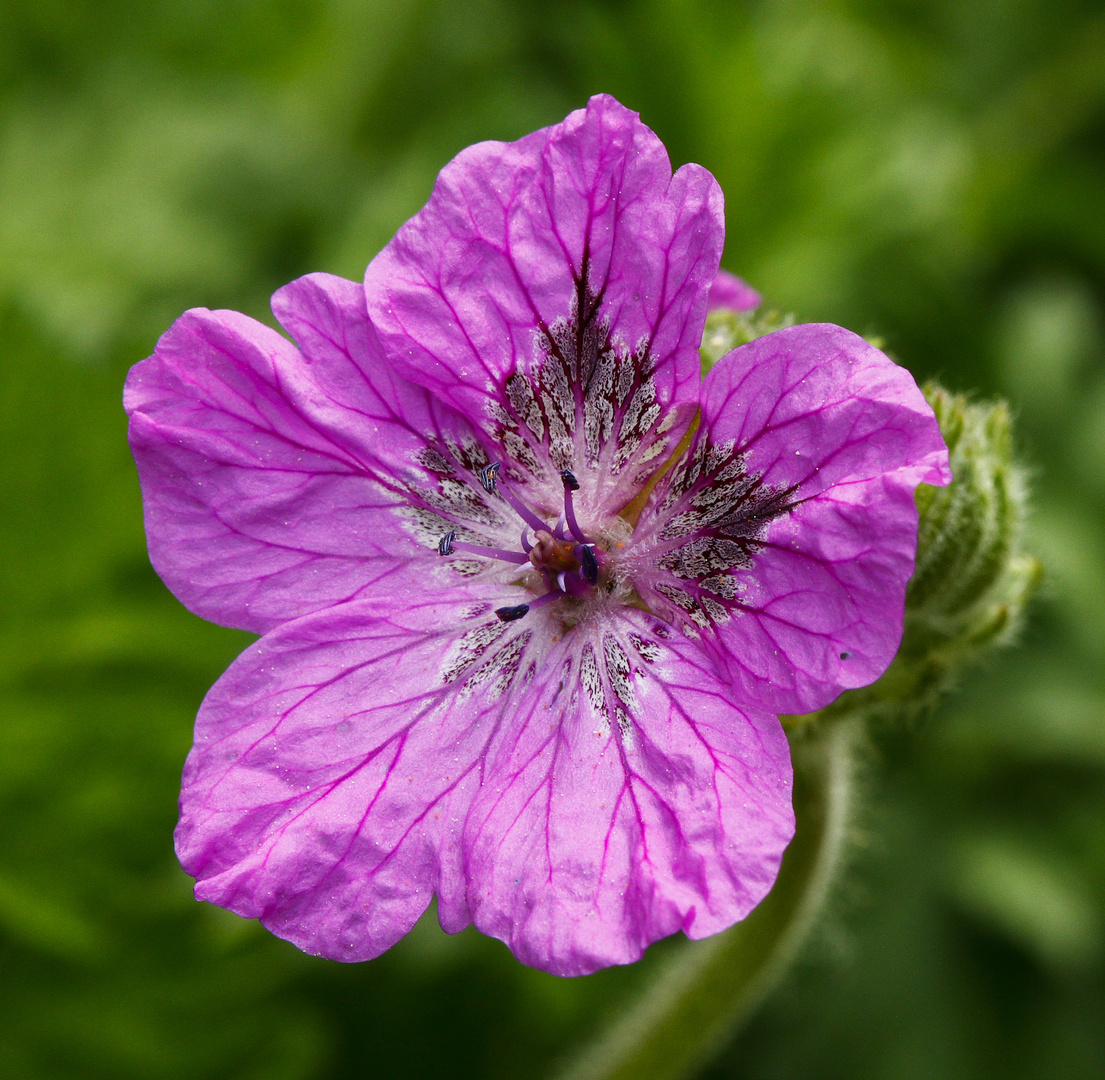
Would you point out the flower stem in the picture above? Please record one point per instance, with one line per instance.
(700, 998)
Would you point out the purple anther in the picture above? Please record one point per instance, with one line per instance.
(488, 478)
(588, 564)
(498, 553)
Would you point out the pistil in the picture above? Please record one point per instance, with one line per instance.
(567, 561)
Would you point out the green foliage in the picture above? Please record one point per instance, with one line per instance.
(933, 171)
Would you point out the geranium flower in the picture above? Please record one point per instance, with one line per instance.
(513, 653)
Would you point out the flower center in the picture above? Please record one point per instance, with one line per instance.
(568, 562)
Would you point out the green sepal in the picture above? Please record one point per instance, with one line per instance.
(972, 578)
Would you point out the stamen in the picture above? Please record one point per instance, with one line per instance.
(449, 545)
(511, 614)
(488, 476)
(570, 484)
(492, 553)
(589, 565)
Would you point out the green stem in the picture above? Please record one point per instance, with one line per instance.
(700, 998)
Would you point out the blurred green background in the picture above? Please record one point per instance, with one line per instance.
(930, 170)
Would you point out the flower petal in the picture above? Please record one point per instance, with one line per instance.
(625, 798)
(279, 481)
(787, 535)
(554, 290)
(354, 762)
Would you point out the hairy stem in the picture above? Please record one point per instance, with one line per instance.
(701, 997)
• • • •
*Problem statement:*
Copy out the material word for word, from the line containing "Would you point out the green sepal" through the end of the material.

*Result of the task:*
Would you point out the green sepal in the picture above? Please record one point per instance, with one line per instance.
(972, 578)
Would you point out the stamen in the picture above? Please record one point per instance, with one line per instance.
(449, 545)
(511, 614)
(488, 476)
(570, 484)
(492, 553)
(589, 565)
Would you point out the green stem in the picture above? Please record one point per instance, with one line per instance.
(700, 998)
Would you point out the blurred green background in the picture above? Please record one point per instance, with one line per instance.
(930, 170)
Would you point out the flower petal in the picture above? Please record one point per instance, with one line per instance.
(625, 798)
(279, 481)
(787, 535)
(554, 290)
(354, 762)
Would you point out the hairy stem in the picture above? Please record one point per instance, with one line per instance.
(701, 997)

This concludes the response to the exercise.